> **FRAGMENTO DEL TEXTO**
Por Carlos Barrio
El gran drama de la civilización occidental no es tanto que se encuentre al borde de la extinción cuanto de las razones últimas que conducen a la misma. No es ni la primera ni tampoco la última civilización condenada a su extinción. El gran drama de nuestra civilización es que está a punto de sucumbir bajo el influjo de lo que nuestra intelectualidad llama “progreso”, que en realidad no deja de ser una nueva forma de barbarie.
Contemplando la deriva totalitaria y la realización en la praxis de las ideas más peregrinas e irracionales, un espíritu crítico no puede por menos que acordarse de esa famosa sentencia de Baruch Spinoza, Ultimi barborum. No pueden dejar de calificarse como barbarismos hechos como los que estamos viviendo en estos tiempos. La instauración de la responsabilidad colectiva, la extinción de la individualidad y su sustitución por la neo-ideología identitaria, la iconoclastia para con nuestro legado cultural e histórico o la instauración de un presentismo histórico que exige valorar la historia según los parámetros ideológicos de la llamada teoría crítica son algunas de sus manifestaciones más palmarias.

> **DATOS PROPORCIONADOS**

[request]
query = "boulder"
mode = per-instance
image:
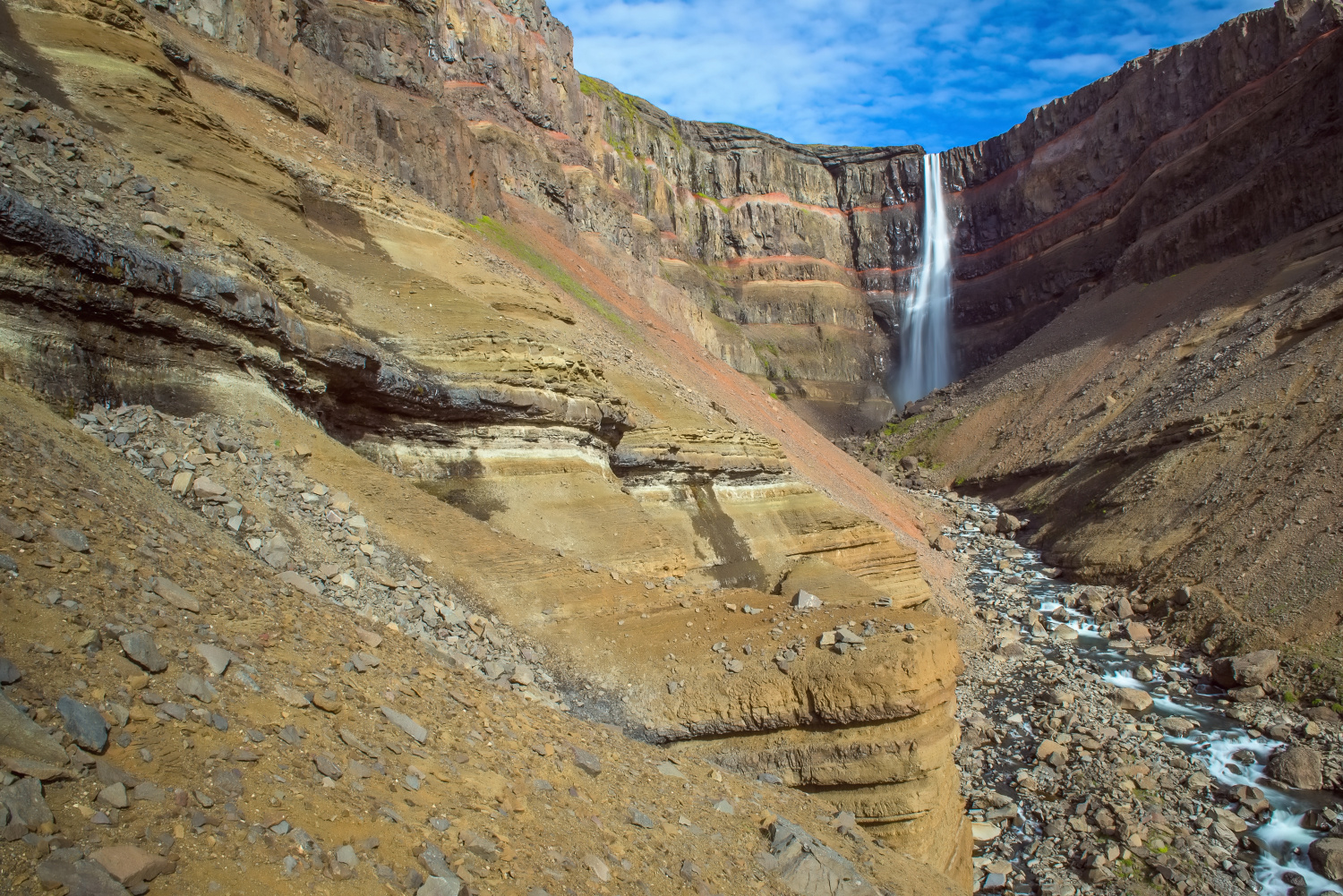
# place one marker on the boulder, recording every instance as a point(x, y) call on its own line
point(83, 723)
point(1245, 670)
point(1133, 699)
point(24, 737)
point(1299, 767)
point(131, 864)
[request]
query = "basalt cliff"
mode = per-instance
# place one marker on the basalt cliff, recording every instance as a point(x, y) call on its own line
point(577, 359)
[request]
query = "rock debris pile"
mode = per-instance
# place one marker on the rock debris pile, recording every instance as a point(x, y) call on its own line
point(1099, 756)
point(223, 469)
point(184, 711)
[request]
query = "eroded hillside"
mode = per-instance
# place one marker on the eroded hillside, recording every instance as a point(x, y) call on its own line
point(1179, 435)
point(188, 227)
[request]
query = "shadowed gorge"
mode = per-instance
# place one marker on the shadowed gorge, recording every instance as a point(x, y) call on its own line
point(501, 474)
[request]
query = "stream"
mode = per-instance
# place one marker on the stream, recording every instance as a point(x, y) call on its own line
point(1230, 754)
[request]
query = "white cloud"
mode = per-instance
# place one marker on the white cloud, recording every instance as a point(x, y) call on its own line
point(868, 73)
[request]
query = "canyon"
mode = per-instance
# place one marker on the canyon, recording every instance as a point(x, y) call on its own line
point(590, 362)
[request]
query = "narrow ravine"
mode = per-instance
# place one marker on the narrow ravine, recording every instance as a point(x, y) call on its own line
point(1096, 754)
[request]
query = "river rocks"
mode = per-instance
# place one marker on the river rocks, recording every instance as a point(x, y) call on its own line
point(406, 724)
point(193, 686)
point(83, 877)
point(176, 595)
point(276, 551)
point(83, 723)
point(72, 539)
point(1133, 699)
point(215, 657)
point(1246, 670)
point(808, 866)
point(141, 649)
point(1299, 767)
point(21, 735)
point(26, 804)
point(128, 864)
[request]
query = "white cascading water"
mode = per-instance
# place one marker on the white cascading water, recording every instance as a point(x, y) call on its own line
point(926, 316)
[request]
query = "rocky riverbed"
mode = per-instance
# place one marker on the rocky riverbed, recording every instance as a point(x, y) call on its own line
point(1101, 756)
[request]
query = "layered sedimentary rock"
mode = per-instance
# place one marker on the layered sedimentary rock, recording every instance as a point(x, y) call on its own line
point(214, 242)
point(790, 260)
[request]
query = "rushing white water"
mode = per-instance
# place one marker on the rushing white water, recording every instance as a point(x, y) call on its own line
point(1221, 746)
point(926, 314)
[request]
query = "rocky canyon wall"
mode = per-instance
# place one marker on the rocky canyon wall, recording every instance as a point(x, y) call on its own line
point(193, 219)
point(790, 260)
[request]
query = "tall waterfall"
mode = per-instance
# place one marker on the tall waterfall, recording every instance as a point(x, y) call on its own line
point(926, 316)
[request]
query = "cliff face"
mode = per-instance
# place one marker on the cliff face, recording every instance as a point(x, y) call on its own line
point(188, 225)
point(790, 260)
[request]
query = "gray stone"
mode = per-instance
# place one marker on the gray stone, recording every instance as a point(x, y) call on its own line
point(435, 863)
point(83, 723)
point(1245, 670)
point(115, 796)
point(8, 672)
point(83, 877)
point(72, 539)
point(142, 651)
point(175, 594)
point(274, 551)
point(407, 724)
point(193, 686)
point(806, 601)
point(437, 885)
point(587, 762)
point(26, 804)
point(811, 868)
point(215, 657)
point(327, 767)
point(1299, 767)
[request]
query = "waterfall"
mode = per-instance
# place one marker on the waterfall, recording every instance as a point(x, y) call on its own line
point(926, 314)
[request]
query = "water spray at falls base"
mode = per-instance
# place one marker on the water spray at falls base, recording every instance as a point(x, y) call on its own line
point(926, 316)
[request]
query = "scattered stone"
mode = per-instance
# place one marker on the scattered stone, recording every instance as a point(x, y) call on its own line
point(300, 584)
point(587, 762)
point(128, 864)
point(175, 594)
point(1300, 767)
point(327, 767)
point(438, 885)
point(8, 672)
point(276, 551)
point(406, 724)
point(215, 657)
point(293, 696)
point(83, 877)
point(72, 539)
point(115, 796)
point(1133, 699)
point(1245, 670)
point(193, 686)
point(26, 804)
point(806, 601)
point(83, 723)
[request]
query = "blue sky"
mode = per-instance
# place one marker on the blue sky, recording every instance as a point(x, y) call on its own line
point(939, 73)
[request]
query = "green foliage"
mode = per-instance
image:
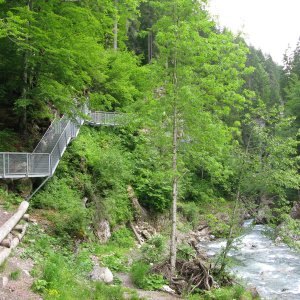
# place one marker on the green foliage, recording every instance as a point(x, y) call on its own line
point(114, 254)
point(122, 237)
point(226, 293)
point(185, 252)
point(190, 211)
point(154, 250)
point(289, 231)
point(15, 275)
point(9, 200)
point(142, 278)
point(69, 216)
point(8, 139)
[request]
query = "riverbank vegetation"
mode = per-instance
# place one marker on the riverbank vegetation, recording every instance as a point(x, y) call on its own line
point(211, 138)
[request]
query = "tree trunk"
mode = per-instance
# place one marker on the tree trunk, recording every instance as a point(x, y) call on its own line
point(8, 226)
point(23, 122)
point(174, 196)
point(115, 30)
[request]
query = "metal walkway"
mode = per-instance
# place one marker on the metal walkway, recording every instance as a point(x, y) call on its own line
point(43, 161)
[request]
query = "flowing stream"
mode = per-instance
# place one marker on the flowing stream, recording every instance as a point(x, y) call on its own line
point(274, 269)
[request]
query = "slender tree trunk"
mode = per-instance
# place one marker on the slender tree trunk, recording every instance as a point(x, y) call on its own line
point(23, 123)
point(150, 46)
point(115, 30)
point(174, 195)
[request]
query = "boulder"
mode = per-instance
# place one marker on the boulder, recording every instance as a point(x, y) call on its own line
point(295, 213)
point(3, 281)
point(167, 289)
point(103, 231)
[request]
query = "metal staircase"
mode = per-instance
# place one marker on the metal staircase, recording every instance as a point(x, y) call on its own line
point(43, 161)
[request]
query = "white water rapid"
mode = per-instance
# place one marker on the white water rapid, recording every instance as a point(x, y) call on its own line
point(274, 269)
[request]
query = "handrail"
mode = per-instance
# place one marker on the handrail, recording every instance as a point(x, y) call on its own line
point(43, 164)
point(48, 129)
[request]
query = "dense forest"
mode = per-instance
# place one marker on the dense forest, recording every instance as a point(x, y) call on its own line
point(211, 135)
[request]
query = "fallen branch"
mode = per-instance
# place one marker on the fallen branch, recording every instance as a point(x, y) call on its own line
point(8, 226)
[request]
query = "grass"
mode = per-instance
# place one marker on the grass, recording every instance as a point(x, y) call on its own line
point(15, 275)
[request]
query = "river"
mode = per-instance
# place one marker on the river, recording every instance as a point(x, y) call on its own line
point(274, 269)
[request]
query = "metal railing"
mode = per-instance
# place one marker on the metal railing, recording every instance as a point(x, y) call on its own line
point(105, 118)
point(44, 159)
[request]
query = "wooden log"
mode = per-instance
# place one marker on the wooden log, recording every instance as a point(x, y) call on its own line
point(7, 227)
point(138, 237)
point(18, 228)
point(26, 217)
point(5, 252)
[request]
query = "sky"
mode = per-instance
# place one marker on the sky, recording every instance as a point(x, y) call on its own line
point(271, 25)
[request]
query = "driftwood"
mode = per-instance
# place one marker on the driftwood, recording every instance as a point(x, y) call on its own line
point(5, 252)
point(8, 226)
point(136, 234)
point(191, 275)
point(139, 212)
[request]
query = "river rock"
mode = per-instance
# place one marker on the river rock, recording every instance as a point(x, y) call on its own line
point(3, 281)
point(167, 289)
point(102, 274)
point(103, 231)
point(295, 213)
point(254, 292)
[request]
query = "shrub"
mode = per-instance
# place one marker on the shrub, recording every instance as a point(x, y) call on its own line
point(154, 250)
point(122, 237)
point(142, 278)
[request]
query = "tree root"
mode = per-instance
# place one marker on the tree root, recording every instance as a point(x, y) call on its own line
point(191, 275)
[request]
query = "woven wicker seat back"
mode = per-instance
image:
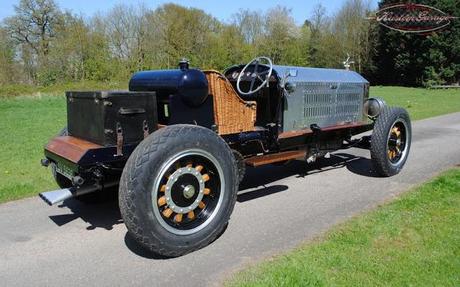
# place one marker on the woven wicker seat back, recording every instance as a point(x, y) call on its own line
point(231, 113)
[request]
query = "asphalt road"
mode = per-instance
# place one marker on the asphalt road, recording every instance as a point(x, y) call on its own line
point(277, 208)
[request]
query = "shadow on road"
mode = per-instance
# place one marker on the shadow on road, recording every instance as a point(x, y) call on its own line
point(103, 215)
point(106, 215)
point(262, 177)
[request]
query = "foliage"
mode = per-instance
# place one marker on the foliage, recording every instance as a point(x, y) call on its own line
point(43, 45)
point(37, 118)
point(414, 60)
point(410, 242)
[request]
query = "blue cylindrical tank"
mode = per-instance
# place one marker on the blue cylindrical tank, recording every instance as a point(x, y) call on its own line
point(190, 84)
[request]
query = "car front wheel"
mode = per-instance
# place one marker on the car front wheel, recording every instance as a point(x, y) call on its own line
point(391, 140)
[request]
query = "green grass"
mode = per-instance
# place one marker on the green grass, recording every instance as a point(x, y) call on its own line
point(421, 103)
point(9, 91)
point(413, 241)
point(26, 124)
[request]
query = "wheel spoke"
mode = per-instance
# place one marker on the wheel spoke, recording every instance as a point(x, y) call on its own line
point(167, 212)
point(178, 218)
point(191, 215)
point(162, 201)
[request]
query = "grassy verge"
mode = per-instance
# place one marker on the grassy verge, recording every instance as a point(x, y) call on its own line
point(9, 91)
point(26, 124)
point(421, 103)
point(413, 241)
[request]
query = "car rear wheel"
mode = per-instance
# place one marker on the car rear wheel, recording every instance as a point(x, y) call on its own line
point(178, 189)
point(390, 141)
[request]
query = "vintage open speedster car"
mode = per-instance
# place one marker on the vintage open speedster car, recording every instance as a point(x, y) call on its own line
point(178, 142)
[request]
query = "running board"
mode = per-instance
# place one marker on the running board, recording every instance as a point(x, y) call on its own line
point(59, 195)
point(275, 157)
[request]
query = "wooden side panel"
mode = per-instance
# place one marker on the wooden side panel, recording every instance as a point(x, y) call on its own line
point(276, 157)
point(70, 148)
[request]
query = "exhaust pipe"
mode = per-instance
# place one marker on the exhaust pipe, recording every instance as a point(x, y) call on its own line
point(59, 195)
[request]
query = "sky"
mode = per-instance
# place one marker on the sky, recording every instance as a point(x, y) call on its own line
point(222, 10)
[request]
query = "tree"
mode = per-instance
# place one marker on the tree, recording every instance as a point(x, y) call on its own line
point(7, 65)
point(414, 60)
point(34, 27)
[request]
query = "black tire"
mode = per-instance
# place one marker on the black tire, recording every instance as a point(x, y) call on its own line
point(147, 175)
point(64, 182)
point(390, 141)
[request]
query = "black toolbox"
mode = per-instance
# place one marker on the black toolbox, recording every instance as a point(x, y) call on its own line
point(108, 117)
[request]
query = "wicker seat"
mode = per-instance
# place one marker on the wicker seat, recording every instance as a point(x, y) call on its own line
point(231, 113)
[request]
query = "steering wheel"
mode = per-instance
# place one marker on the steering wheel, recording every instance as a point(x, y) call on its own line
point(256, 75)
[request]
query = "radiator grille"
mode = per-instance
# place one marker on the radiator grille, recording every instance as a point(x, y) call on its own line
point(326, 104)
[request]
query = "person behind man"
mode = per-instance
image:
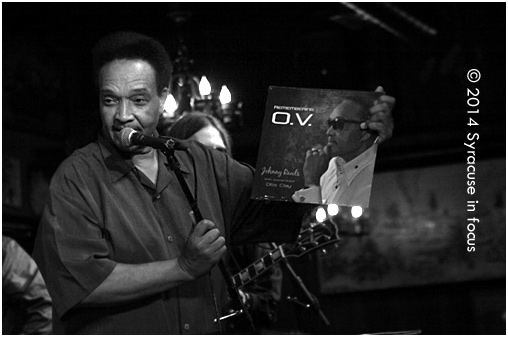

> **INSTRUCCIÓN ESCRITA 1**
Enumera todas las manifestaciones de barbarie que el fragmento sobre la civilización occidental presenta como las más palmarias.
> **INSTRUCCIÓN ESCRITA 2**
Transcribe del fragmento sobre la civilización occidental el pasaje que comienza con "Por Carlos Barrio" y continúa hasta "forma de barbarie.", sin alterar una sola palabra.

> **RESPUESTA ESPERADA 1**
- La instauración de la responsabilidad colectiva
- La extinción de la individualidad y su sustitución por la neo-ideología identitaria
- La iconoclastia para con nuestro legado cultural e histórico
- La instauración de un presentismo histórico que exige valorar la historia según los parámetros ideológicos de la llamada teoría crítica

> **RESPUESTA ESPERADA 2**
Por Carlos Barrio
El gran drama de la civilización occidental no es tanto que se encuentre al borde de la extinción cuanto de las razones últimas que conducen a la misma. No es ni la primera ni tampoco la última civilización condenada a su extinción. El gran drama de nuestra civilización es que está a punto de sucumbir bajo el influjo de lo que nuestra intelectualidad llama “progreso”, que en realidad no deja de ser una nueva forma de barbarie.